Tasks to complete:
**a.** According to the patent excerpt, which alloy may be used in place of tantalum in the process?
**b.** Rewrite the listing with every "background tree" changed to "distant tree" and nothing else altered.

Excerpt provided:
OBJECTS OF THE INVENTION 
Accordingly, it is an object of this invention to provide an abrasion 
resistant platinum layer on the outer surface of a tantalum workpiece. 
It is another object of this invention to provide a method of platinizing 
and heat treating a tantalum workpiece. 
It is yet another object of this invention to provide an improved electrode 
for a reaction vessel fault finder of high precision. 
It is a further object of this invention to provide a method of obtaining a 
thin stable layer of platinum on a tantalum workpiece. 
It is yet another object of the invention to provide an inexpensive 
platinum electrode and method for detecting faults in a glass lined 
apparatus. 
SUMMARY OF THE INVENTION 
These objects and others are accomplished in accordance with the present 
invention by providing a novel method of platinizing and heat treating a 
tantalum workpiece. The surface of the workpiece is first cleaned and then 
connected to the negative lead of a source of DC supply. The positive lead 
of the DC supply is then connected to a piece of corrosion resistant 
conductive metal, such as platinum, and both metals immersed in a 
platinizing solution. A current is then passed through the solution and 
platinum black is deposited on the tantalum workpiece. The tantalum 
workpiece is then removed from the platinizing solution and heated to a 
temperature of about 1050-1150.degree. C. in a vacuum furnace, or furnace 
containing an inert atmosphere, for a time sufficient to diffuse the 
platinum into the surface of the tantalum. This results in the formation 
of a tantalum workpiece which contains a stable outer layer of platinum 
diffused in the surface of the tantalum. This workpiece has utility as a 
preferred use as an electrode which is used to detect faults in a glass 
lined apparatus. This process may also be utilized to manufacture platinum 
coated parts such as electrodes, electrical probes, and repair plugs for 
glass lined vessels. 
It should be understood that tantalum and tantalum base alloys which may be 
platinized and heat treated are included within the scope of this 
invention. For example, tantalum alloyed with tungsten comprises a 
suitable alloy which may be used in place of tantalum in the process of 
the present invention.

DETAILED DESCRIPTION OF THE INVENTION 
One preferred embodiment of utilizing the platinum coated electrode of the 
present invention is described with reference to the following drawing.

Provided records:
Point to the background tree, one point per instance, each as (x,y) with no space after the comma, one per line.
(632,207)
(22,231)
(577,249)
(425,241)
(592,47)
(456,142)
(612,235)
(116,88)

Solutions to the problems:
**a.** Tantalum alloyed with tungsten.

**b.**
Point to the distant tree, one point per instance, each as (x,y) with no space after the comma, one per line.
(632,207)
(22,231)
(577,249)
(425,241)
(592,47)
(456,142)
(612,235)
(116,88)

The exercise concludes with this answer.